* _Problem requirements_: Each line containing the word "instance" must be copied from the material below.

##### Entries supplied #####

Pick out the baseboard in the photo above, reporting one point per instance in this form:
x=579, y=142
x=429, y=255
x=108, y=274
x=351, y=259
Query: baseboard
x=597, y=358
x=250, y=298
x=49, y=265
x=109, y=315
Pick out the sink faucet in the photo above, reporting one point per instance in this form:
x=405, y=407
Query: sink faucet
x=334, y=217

#####
##### Entries supplied #####

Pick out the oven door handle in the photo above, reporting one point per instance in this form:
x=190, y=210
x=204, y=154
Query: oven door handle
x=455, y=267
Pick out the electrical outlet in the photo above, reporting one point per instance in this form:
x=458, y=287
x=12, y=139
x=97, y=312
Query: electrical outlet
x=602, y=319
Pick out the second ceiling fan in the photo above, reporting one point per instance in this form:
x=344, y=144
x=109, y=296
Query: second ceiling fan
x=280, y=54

#####

* _Response area_:
Pick out the baseboard in the photo above, reporting one point per instance in this form:
Pick out the sink faucet in the photo above, reporting one point per instance in this form:
Pick out the oven door handle in the photo above, reporting one point per instance in this form:
Pick out the electrical outlet in the photo above, reporting one point per instance in this form:
Pick out the second ceiling fan in the photo above, reporting one point per instance in this form:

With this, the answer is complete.